**THE TASK**
Nothing but the lines from the top of the records through the line with "as in (486,20)." should be returned, exactly, and without pictures.

***

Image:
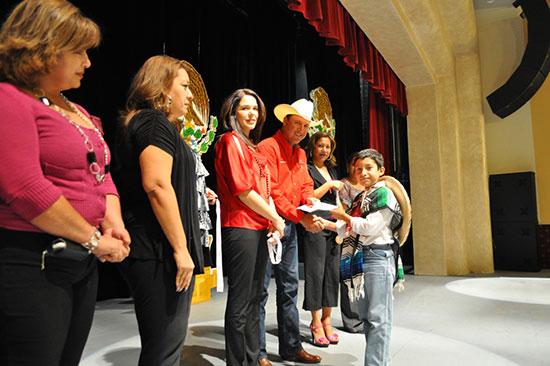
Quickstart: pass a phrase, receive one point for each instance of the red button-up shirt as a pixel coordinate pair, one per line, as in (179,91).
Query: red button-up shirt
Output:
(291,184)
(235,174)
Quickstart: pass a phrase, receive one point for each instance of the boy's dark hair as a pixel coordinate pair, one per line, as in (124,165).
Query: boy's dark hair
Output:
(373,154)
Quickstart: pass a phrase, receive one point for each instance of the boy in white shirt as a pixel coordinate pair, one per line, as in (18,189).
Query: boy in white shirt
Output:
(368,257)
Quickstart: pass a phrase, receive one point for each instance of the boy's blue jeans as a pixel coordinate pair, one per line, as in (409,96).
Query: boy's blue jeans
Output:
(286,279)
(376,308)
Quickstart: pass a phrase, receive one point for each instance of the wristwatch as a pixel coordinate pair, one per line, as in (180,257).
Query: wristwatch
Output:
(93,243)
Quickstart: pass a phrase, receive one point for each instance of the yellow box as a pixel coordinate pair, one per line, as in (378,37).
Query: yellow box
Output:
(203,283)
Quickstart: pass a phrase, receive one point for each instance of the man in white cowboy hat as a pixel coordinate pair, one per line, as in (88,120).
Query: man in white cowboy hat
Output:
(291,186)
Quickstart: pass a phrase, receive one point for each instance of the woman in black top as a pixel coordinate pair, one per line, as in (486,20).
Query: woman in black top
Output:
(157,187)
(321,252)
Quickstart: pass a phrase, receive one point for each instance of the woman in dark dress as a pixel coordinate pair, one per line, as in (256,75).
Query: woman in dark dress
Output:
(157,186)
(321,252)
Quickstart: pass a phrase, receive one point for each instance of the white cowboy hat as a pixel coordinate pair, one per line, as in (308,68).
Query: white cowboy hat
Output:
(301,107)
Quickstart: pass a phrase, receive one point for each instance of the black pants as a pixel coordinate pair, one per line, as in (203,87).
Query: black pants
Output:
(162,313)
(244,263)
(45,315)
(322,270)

***

**COMPLETED EXERCISE**
Image:
Quickstart: pass a phrase, receive one point for each instance of the red button-up shirt as a pixel coordinate pair, one per line, as in (179,91).
Query: red button-up shirt
Output:
(291,184)
(235,174)
Quickstart: pass a phrase, receive one point for each instance of the boy's dark hair as a pixel coordinate pair, one per line, as in (124,165).
Query: boy's dark hair
Output:
(373,154)
Quickstart: pass a phrase, receive one point for each instance of the boy in white shirt as a pixel coordinate pair, one per line, as in (18,189).
Query: boy in white shirt
Output:
(368,257)
Quickstart: pass a phrase, receive one point for each instance of the boy's blue jeans as a pixel coordinate pair, one per line, as in (409,96).
Query: boy's blue jeans
Output:
(286,279)
(376,308)
Quickstart: pass a phrase, receive one point for each instance of the wristwatch as a pixel coordinate pair, one per line, as in (180,257).
Query: wristwatch
Output:
(93,243)
Quickstart: pass a phrase, receive one point for each instance of the yellow box as a pixel coordinate pair, one per line, as in (378,37).
Query: yellow box
Output:
(203,283)
Quickstart: pass a phrase, receive one point for each instance of the man in white cowboy hat as a pixel coordinate pair, one per line, as in (88,120).
Query: man in white cowboy hat
Output:
(291,186)
Quickstart: pass a phrase, receive one point for each instance of the woman in black top as a pixel coordinate pair, one per line, as in (486,20).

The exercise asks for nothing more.